**Problems to work on**
A - Answer each question from the briefing on the Department of Health plans.
(i) Who briefed the Committee on the Health Sector priorities and key interventions?
(ii) To what amount had the government baseline grant grown since 2009?
(iii) How much did the budget include for 2015/16 up-scaling of anti-retroviral treatment?
B - Extend the briefing on the Department of Health plans, starting after its final sentence.

**Extract to read**
Briefing by Department of Health Strategic and Annual Performance Plans 2013
Ms Nobayeni Dladla, Chief Operations Officer, Department of Health, briefed the Committee on the Health Sector priorities and key interventions.
The Medium Term Expenditure Framework (MTEF) priorities were derived from the 10 point plan 2009-1014 and government’s outcome-based approach to service delivery. It included four outputs: increasing life expectancy, decreasing maternal and child mortality, combating HIV and AIDS and decreasing the burden of disease from TB, and strengthening health system’s effectiveness. This was related to the Millennium Development Goals 2000-2015 and the National Development Plan 2030.
The priorities were to reduce new HIV infections; expand the Anti-retroviral coverage; expand the prevention of mother-to-child transmission programme for HIV and pregnant women; reduce maternal, youth, child and infant mortality; reduce the burden of TB; improve collaboration between TB and HIV programmes; strengthen management of non-communicable diseases and reduce the burden of disease from communicable diseases; improve quality of health services; re-engineer primary health care; improve health workforce planning, management and development; functional district health system; preparation for the implementation of NHI; efficient management of healthcare technology; accelerate the delivery of health infrastructure. The key interventions for priority areas were listed (see presentation attached).
Dr Ian Van der Merwe, Chief Financial Officer, Department of Health, explained the allocations assigned to the projects over the MTEF period. The government baseline grant had grown to R27.9 billion since 2009 (an average annual rate increase of 13.3%). Over the medium term, expenditure was expected to grow to R36.7 billion and growth rate was expected to be 9% toward 2015/16. The increase was driven largely by revitalisation of conditional grants - transfers to provinces – with the main increase being on HIV and AIDs grants and the introduction of the NHI grant. The budget included large grants of: R800 million for 2015/16 up-scaling of anti-retroviral (ARV) treatment; R100 million (2014/15) and R384 million (2015/16) to offset the decrease in funding over the medium term from the US President’s Emergency Plan for AIDS Relief (PEPFAR); and R90 million, R100 million and R250 million over medium term for the Medical Research Council. More detail on the medium term allocations can be found in the attached document.

**Recorded information**
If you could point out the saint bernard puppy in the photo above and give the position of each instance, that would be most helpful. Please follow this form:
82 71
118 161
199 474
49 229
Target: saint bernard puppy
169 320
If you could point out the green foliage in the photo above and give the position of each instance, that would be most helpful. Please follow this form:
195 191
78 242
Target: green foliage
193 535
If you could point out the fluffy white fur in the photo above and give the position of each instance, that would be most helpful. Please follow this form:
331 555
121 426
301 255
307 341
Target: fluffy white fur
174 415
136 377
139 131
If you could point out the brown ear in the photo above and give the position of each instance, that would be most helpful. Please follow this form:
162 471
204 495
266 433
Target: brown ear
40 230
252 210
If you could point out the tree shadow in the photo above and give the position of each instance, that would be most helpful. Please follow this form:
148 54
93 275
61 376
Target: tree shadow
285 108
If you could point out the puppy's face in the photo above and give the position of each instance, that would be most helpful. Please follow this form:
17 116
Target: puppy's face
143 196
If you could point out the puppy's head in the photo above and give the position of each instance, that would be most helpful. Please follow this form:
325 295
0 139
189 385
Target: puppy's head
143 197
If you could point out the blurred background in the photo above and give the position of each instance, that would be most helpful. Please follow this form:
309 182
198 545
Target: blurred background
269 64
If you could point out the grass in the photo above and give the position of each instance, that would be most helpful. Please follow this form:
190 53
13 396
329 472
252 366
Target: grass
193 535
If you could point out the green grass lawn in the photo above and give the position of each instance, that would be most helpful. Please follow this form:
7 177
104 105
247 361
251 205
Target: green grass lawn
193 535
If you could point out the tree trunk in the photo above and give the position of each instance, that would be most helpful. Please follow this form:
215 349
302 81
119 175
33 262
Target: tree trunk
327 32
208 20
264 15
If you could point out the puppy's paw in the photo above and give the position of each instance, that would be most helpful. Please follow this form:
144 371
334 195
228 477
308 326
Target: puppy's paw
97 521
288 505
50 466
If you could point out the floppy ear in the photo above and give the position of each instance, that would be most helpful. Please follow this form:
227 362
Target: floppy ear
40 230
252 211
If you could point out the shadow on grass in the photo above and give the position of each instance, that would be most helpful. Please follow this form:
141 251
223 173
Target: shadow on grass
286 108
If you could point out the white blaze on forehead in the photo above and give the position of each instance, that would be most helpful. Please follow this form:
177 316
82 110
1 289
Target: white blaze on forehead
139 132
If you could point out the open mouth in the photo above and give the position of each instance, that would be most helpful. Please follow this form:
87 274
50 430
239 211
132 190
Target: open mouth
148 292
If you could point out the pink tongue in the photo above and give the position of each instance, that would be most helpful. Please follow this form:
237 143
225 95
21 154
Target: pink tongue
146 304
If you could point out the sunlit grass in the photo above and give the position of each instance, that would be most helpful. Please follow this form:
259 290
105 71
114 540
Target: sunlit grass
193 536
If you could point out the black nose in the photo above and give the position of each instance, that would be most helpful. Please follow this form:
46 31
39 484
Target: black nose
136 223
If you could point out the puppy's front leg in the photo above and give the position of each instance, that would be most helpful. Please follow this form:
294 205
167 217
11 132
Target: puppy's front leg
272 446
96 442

**Answer section**
A -
(i) Ms Nobayeni Dladla, Chief Operations Officer, Department of Health.
(ii) R27.9 billion.
(iii) R800 million.

B -
The three health infrastructure grants (Hospital Revitalisation, Health Infrastructure and Nursing Colleges and School Grants) had been consolidated into a single direct grant called the Health Facility Revitalisation Grant to allow for more flexibility to shift funds between the three windows and ensure timely delivery of infrastructure. Essentially, a portion went directly to provinces as a direct grant and a portion via DoH to provinces. Spending increased from R3.2 billion in 2009/10 to R5.8 billion in 2012/13 and was expected to increase to R6.5 billion over the medium term.
The new indirect schedule 6A grant, the National Health Grant, was established with two components. The first was NHI (R291 million to DoH on behalf of provinces) which was made up of R40 million for Diagnostic-Related Group for central hospitals and R251 million for contracting of general practitioners. The second was Health Facility Revitalisation (R807 million). DoH would monitor spending on the specific projects in the provinces relating to Hospital Revitalisation, Health Infrastructure projects and Nursing Colleges and School Grant. Procurement of projects would also be done by DoH. In the first year, the R807 million DoH allocation to provinces would vary from province to province, depending on the requirements of the project. For example, allocation for the Eastern Cape was R135 million, Limpopo R155 million and Western Cape R27 million.
There had been some changes in terms of the Division of Revenue Bill schedule. Supplementary grants to provinces were now 4A grants, the Specific Purpose grant to province was now 5A and allocations in kind to the provinces, previously called schedule 7, were now 6A. This was expected to be signed in May 2013.
Ms Dladla concluded that DoH had flagged interventions to improve the health sector and that achieving its objectives would require fundamental reform in the health systems of the country, including, amongst others, improving infrastructure, human resources (HR) and management capacity, accountability in training and budgeting, assistance with financial management, reform of key strategic institutions and establishing the goals of national health through the NHI.
Ms B Mncube (Gauteng, ANC) asked what was being done about services belonging to one province ending up being used by another province, such as Mpumalanga patients being transported to Gauteng for certain treatments.
Ms M Boroto (Mpumalanga, ANC) asked if the revitalisation strategy would include Memorandums of Understanding (MOUs) between hospitals in Mpumalanga and Gauteng, so that patients from rural Mpumalanga could have access to hospitals which had the resources and treatment they required and so that they could be transported directly to the hospital rather from one place to another over long distances.
Ms Malebona Matsoso, Director-General, Department of Health, said that she would answer the questions in a roundabout way. In order to address the issue, an intervention task team met regularly and Drs Pillay and Van Der Merwe had been appointed to that team.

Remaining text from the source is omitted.